TASK TO CARRY OUT:
Make an exact copy of the lines below.

#### MATERIALS PROVIDED

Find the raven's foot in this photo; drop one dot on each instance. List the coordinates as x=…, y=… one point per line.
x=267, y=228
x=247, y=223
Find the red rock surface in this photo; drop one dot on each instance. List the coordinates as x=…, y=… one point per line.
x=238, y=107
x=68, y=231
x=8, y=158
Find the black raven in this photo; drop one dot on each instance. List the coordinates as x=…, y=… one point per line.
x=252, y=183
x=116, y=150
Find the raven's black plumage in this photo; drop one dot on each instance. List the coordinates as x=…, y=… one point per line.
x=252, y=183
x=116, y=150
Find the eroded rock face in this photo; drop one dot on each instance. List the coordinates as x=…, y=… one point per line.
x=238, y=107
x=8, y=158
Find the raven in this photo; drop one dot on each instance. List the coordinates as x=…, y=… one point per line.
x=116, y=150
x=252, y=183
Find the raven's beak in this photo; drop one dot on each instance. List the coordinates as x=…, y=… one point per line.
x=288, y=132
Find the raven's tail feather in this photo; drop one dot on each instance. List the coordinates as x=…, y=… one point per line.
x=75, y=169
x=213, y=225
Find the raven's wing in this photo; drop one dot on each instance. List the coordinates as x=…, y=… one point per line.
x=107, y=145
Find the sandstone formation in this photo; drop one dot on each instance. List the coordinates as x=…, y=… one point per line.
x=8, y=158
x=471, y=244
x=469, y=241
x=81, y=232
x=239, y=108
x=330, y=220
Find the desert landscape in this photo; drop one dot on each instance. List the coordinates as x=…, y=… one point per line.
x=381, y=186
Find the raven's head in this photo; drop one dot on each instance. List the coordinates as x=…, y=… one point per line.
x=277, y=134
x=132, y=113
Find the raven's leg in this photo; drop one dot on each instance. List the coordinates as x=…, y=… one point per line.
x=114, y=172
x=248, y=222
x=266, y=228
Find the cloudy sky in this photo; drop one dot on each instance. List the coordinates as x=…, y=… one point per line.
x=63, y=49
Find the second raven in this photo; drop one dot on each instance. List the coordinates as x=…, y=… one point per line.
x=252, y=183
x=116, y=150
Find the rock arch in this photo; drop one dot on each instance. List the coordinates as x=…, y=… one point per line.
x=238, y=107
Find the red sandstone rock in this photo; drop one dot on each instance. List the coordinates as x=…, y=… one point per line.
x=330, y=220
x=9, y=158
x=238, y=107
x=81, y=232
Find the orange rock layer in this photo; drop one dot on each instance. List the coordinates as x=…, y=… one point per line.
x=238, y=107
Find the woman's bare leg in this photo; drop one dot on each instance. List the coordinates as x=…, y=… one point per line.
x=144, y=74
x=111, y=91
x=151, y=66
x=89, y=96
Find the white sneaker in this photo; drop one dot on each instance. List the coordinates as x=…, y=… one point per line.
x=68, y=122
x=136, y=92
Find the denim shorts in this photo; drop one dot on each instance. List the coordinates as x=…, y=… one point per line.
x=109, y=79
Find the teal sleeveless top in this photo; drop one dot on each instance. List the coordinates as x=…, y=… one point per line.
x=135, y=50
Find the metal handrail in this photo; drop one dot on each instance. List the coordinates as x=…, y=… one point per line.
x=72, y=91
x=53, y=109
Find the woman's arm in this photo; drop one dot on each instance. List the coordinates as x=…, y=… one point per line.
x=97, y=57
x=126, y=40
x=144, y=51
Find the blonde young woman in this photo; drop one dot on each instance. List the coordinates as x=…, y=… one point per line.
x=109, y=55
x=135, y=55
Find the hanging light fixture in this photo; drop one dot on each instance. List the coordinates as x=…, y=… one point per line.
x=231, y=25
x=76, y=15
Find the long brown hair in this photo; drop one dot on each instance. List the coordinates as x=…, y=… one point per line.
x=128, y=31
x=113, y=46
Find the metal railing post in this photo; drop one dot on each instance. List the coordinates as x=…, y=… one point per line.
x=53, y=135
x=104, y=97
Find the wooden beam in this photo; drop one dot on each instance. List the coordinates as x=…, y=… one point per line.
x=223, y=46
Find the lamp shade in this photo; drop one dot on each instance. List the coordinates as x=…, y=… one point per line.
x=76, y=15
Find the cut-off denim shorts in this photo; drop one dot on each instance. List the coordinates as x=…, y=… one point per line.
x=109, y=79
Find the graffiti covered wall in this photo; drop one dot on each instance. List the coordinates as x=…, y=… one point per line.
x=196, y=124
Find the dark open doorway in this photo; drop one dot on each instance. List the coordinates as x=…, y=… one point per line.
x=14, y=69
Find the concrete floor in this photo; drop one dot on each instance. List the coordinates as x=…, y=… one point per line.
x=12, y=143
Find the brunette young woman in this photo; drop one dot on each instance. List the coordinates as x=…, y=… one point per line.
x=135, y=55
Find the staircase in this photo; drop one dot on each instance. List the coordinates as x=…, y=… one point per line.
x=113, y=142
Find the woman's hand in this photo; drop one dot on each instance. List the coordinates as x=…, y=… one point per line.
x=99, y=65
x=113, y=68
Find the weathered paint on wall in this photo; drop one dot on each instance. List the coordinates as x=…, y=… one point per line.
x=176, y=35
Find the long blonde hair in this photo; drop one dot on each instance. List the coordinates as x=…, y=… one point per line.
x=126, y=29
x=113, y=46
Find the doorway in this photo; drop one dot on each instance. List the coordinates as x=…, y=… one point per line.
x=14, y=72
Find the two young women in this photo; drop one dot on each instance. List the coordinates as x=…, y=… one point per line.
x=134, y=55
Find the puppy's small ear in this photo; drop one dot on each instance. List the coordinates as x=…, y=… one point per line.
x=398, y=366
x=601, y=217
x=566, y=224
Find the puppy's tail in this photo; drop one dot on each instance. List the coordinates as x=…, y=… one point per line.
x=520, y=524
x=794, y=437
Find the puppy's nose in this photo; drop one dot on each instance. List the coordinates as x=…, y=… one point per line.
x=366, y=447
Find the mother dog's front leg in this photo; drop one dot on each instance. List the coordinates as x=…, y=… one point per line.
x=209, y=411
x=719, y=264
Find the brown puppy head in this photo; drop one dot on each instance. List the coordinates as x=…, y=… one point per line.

########

SOLVED EXERCISE:
Find the raven's foot in this photo; drop one dot on each instance. List the coordinates as x=…, y=… one point per line.
x=267, y=228
x=247, y=223
Find the red rock surface in this photo; drop one dot on each instance. List the coordinates as x=…, y=… one point per line.
x=238, y=107
x=68, y=231
x=8, y=158
Find the black raven in this photo; drop one dot on each instance. List the coordinates as x=…, y=… one point per line.
x=252, y=183
x=116, y=150
Find the raven's black plumage in this photo; drop one dot on each instance. List the coordinates as x=…, y=… one point per line.
x=252, y=183
x=116, y=150
Find the eroded rock face in this photo; drop one dot on each instance. List the coordinates as x=…, y=… one point per line.
x=238, y=107
x=8, y=158
Find the raven in this photo; drop one dot on each instance. List the coordinates as x=…, y=… one point per line.
x=116, y=150
x=252, y=183
Find the raven's beak in this photo; drop one dot on each instance. List the coordinates as x=…, y=… one point per line.
x=288, y=132
Find the raven's tail feather in this photo; drop one dot on each instance. List the coordinates as x=…, y=… one point per line.
x=75, y=169
x=213, y=225
Find the raven's wing in this photo; drop one dot on each instance. List the coordinates as x=…, y=… one point per line.
x=107, y=145
Find the sandstone formation in this photo; drop one dot on each instance. List the coordinates as x=…, y=… one point per line.
x=8, y=158
x=471, y=244
x=469, y=241
x=81, y=232
x=239, y=108
x=330, y=220
Find the desert landscape in this photo; drop one dot on each instance. List the coordinates as x=…, y=… one point per line.
x=381, y=186
Find the raven's head in this photo; drop one dot on each instance. List the coordinates as x=…, y=… one point per line.
x=277, y=134
x=132, y=113
Find the raven's leg in this photo; drop one dot on each instance. List the coordinates as x=…, y=… one point per line.
x=114, y=172
x=248, y=222
x=266, y=228
Find the cloudy sky in this photo; drop one dot on each instance. List the coordinates as x=…, y=… one point per line.
x=63, y=49
Find the second raven in this photo; drop one dot on each instance. List the coordinates as x=…, y=… one point per line.
x=252, y=183
x=116, y=150
Find the rock arch in this photo; drop one dot on each instance. List the coordinates as x=…, y=… one point per line.
x=238, y=107
Find the red sandstone rock in this photo; drop one dot on each instance. List the coordinates as x=…, y=… one point per line.
x=330, y=220
x=9, y=158
x=238, y=107
x=81, y=232
Find the orange rock layer in this photo; drop one dot on each instance. List the coordinates as x=…, y=… one point per line.
x=238, y=107
Find the woman's bare leg in this photo; drop one dot on each instance. List the coordinates as x=…, y=… one point per line.
x=144, y=74
x=111, y=91
x=151, y=66
x=89, y=96
Find the white sneaker in this photo; drop one dot on each instance. List the coordinates as x=…, y=… one point per line.
x=68, y=122
x=136, y=92
Find the denim shorts in this photo; drop one dot on each instance. List the coordinates as x=…, y=… one point per line.
x=109, y=79
Find the teal sleeveless top in this photo; drop one dot on each instance. List the coordinates as x=…, y=… one point per line.
x=135, y=50
Find the metal handrail in this photo; drop one dot on each instance. List the coordinates as x=…, y=… one point per line.
x=72, y=91
x=53, y=109
Find the woman's arm in this photo; drop one dot on each instance. List the coordinates as x=…, y=… one point per line.
x=97, y=57
x=126, y=40
x=144, y=51
Find the blonde young woman in this photo; drop one dot on each instance. List the coordinates as x=…, y=… one point per line.
x=109, y=55
x=135, y=55
Find the hanging light fixture in this photo; drop one dot on each instance. List the coordinates as x=…, y=… one point per line.
x=231, y=25
x=76, y=15
Find the long brown hair in this photo; drop one dot on each instance. List the coordinates as x=…, y=… one point per line.
x=128, y=31
x=113, y=46
Find the metal railing post in this photo; drop one dot on each instance. List the coordinates as x=…, y=… one point per line.
x=53, y=135
x=104, y=97
Find the wooden beam in this photo; drop one dot on each instance. List the coordinates as x=…, y=… one point per line.
x=223, y=46
Find the lamp shade in this photo; drop one dot on each instance. List the coordinates as x=…, y=… one point per line.
x=76, y=15
Find the cut-off denim shorts in this photo; drop one dot on each instance. List the coordinates as x=…, y=… one point per line.
x=109, y=79
Find the graffiti covered wall in this photo; drop one dot on each instance. List the coordinates as x=…, y=… one point per line.
x=196, y=124
Find the dark open doorway in this photo; drop one dot on each instance. List the coordinates as x=…, y=… one point per line.
x=14, y=69
Find the concrete floor in this photo; drop one dot on each instance. List the coordinates as x=…, y=… one point per line.
x=12, y=143
Find the brunette young woman in this photo; drop one dot on each instance. List the coordinates as x=…, y=… one point per line.
x=135, y=55
Find the staircase in this photo; drop one dot on each instance. List the coordinates as x=…, y=… one point per line.
x=113, y=142
Find the woman's hand in this photo; drop one dot on each instance. List the coordinates as x=…, y=… one point per line.
x=99, y=65
x=113, y=68
Find the weathered paint on wall in this photo; drop one dot on each instance. List the coordinates as x=…, y=… one point per line.
x=176, y=35
Find the long blonde hair in this photo; drop one dot on each instance. List the coordinates as x=…, y=… one point per line.
x=126, y=29
x=113, y=46
Find the doorway in this photo; drop one dot on each instance. List the coordinates as x=…, y=… one point per line.
x=14, y=72
Find the two young women in this photo; drop one dot on each instance. List the coordinates as x=…, y=… one point per line.
x=134, y=55
Find the puppy's small ear in this photo; drop one dot on each instance. List the coordinates as x=…, y=… one point per line.
x=398, y=366
x=601, y=217
x=566, y=224
Find the puppy's tail in this photo; drop one dot on each instance. List the coordinates as x=…, y=… one point per line.
x=520, y=524
x=794, y=437
Find the puppy's nose in this photo; drop one dot on each instance. List the coordinates as x=…, y=… one point per line.
x=366, y=447
Find the mother dog's front leg in this photo; drop one dot on each instance. List the coordinates as x=…, y=… one point per line.
x=209, y=411
x=719, y=264
Find the brown puppy head in this photo; drop one dot on each instance. List the coordinates as x=…, y=… one point per line.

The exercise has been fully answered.